• [Page extract]
○ ○ ○
Question

If $f\left( x \right)=\dfrac{2018x-2019}{x+\lambda }$ and $f\left( f\left( x \right) \right)=x$ , then $\lambda$ is equal to
(A) 2018
(B) 2019
(C) -2019
(D) -2018

Answer 1

First of all, find $f\left( f\left( x \right) \right)$ by using the basic procedure that when $x$ in $f\left( x \right)$ is replaced by $f\left( x \right)$ then, $f\left( f\left( x \right) \right)$ is obtained. Since $f\left( f\left( x \right) \right)$ is equal to $x$ so, make the obtained $f\left( f\left( x \right) \right)$ equal to $x$ . Now, use the formula, $\left( {{a}^{2}}-{{b}^{2}} \right)=\left( a+b \right)\left( a-b \right)$ and simplify it further. Finally, solve for $\lambda$ .
○ ○ ○
• [Given entries]

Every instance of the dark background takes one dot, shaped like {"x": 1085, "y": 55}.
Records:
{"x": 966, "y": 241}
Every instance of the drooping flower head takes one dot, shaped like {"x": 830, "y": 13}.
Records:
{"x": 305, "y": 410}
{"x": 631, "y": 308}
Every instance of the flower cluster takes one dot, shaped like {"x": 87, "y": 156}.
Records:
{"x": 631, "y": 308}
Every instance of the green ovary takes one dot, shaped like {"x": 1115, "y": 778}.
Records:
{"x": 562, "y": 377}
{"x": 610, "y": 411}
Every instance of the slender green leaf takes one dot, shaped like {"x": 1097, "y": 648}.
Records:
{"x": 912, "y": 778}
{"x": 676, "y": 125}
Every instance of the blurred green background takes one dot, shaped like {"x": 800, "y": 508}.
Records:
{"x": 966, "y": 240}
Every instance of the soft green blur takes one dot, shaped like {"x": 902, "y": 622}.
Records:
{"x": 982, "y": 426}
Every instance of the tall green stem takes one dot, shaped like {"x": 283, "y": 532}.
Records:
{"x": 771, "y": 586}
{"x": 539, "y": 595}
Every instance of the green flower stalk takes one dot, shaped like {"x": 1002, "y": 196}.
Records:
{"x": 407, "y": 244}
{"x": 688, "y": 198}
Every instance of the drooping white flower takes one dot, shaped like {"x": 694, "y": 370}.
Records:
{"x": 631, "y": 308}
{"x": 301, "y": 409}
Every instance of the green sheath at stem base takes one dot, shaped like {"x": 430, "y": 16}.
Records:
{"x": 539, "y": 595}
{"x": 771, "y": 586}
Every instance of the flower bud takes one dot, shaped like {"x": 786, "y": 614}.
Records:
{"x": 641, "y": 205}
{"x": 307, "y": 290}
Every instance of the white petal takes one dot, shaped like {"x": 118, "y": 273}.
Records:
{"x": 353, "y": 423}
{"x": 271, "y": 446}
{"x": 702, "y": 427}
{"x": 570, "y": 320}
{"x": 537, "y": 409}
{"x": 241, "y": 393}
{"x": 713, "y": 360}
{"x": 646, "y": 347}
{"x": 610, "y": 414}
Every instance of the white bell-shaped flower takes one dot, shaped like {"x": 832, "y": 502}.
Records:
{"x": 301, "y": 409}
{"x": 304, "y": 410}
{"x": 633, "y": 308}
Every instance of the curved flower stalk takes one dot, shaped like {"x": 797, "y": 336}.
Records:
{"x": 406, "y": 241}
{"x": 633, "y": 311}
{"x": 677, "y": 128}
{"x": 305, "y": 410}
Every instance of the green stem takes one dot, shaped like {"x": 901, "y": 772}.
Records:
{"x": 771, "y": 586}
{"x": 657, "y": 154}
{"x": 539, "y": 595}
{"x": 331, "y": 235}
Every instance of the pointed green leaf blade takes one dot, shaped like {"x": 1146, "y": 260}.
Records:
○ ○ ○
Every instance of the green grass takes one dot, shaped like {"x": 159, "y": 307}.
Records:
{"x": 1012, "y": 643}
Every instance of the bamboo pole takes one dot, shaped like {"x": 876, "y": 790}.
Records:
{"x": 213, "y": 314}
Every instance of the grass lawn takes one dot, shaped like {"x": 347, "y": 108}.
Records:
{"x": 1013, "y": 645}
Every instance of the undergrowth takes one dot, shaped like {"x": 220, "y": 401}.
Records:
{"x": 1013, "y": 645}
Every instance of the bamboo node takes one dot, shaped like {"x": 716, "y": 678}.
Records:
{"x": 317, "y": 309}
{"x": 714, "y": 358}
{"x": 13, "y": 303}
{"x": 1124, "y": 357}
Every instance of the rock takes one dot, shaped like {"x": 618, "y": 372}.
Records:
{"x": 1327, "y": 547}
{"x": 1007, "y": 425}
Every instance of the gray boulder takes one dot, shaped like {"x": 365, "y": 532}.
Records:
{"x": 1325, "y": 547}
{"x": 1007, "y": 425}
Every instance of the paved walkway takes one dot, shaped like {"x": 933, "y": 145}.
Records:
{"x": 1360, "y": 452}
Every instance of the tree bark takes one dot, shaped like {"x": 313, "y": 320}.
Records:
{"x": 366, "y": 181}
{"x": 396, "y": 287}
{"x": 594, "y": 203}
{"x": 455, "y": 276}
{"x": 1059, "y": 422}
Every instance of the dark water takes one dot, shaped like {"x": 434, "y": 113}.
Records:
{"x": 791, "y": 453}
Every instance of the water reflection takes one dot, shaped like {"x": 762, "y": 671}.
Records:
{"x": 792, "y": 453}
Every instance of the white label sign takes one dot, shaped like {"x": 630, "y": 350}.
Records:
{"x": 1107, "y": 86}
○ ○ ○
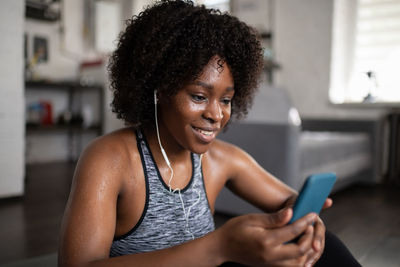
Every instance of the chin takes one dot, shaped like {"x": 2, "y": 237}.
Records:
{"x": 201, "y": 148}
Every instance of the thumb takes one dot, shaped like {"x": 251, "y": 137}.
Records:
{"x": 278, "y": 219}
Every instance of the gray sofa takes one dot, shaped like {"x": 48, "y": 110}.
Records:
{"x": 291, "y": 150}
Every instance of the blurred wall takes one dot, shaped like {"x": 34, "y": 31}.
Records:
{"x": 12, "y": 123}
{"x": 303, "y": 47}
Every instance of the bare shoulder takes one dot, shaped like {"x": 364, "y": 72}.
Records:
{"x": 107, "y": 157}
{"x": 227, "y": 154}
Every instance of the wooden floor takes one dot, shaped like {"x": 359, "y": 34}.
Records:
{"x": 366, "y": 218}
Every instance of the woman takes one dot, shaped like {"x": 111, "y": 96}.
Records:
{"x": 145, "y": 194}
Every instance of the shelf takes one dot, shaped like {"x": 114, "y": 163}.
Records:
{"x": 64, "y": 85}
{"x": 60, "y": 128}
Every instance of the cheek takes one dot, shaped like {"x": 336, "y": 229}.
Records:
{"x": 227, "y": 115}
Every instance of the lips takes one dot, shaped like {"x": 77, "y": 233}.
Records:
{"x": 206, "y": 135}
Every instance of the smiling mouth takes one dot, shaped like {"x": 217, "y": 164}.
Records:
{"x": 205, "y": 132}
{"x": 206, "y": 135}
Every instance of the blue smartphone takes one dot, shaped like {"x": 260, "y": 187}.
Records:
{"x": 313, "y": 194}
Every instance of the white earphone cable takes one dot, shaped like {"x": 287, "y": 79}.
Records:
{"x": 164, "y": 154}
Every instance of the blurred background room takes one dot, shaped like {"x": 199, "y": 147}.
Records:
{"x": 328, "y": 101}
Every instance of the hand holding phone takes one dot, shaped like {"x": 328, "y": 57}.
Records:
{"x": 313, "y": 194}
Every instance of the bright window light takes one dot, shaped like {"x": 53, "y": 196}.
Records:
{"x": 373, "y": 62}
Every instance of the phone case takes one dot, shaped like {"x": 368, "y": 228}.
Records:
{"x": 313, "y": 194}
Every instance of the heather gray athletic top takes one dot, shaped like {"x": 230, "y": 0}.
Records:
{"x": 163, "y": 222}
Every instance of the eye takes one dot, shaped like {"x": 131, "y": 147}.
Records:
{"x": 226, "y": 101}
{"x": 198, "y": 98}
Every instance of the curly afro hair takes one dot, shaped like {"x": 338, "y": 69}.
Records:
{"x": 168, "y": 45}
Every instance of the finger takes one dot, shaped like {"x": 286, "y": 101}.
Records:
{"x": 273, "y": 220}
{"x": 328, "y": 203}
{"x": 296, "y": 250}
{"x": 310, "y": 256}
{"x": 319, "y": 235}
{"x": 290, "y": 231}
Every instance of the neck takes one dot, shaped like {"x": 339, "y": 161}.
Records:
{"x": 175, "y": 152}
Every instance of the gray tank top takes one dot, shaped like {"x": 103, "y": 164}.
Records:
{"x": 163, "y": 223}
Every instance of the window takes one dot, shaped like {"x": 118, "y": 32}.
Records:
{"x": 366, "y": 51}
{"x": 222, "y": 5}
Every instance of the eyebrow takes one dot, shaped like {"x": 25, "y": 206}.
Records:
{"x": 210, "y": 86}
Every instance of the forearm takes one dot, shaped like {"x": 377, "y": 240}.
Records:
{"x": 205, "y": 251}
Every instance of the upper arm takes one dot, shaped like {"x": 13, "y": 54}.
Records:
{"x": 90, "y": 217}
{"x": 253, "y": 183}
○ ○ ○
• [Instruction] Rewrite the part of the function question above, starting at "If $f\left( x" and ending at "for $\lambda$ .", with "formula" replaced by "identity".

• [Correct response]
If $f\left( x \right)=\dfrac{2018x-2019}{x+\lambda }$ and $f\left( f\left( x \right) \right)=x$ , then $\lambda$ is equal to
(A) 2018
(B) 2019
(C) -2019
(D) -2018

Answer 1

First of all, find $f\left( f\left( x \right) \right)$ by using the basic procedure that when $x$ in $f\left( x \right)$ is replaced by $f\left( x \right)$ then, $f\left( f\left( x \right) \right)$ is obtained. Since $f\left( f\left( x \right) \right)$ is equal to $x$ so, make the obtained $f\left( f\left( x \right) \right)$ equal to $x$ . Now, use the identity, $\left( {{a}^{2}}-{{b}^{2}} \right)=\left( a+b \right)\left( a-b \right)$ and simplify it further. Finally, solve for $\lambda$ .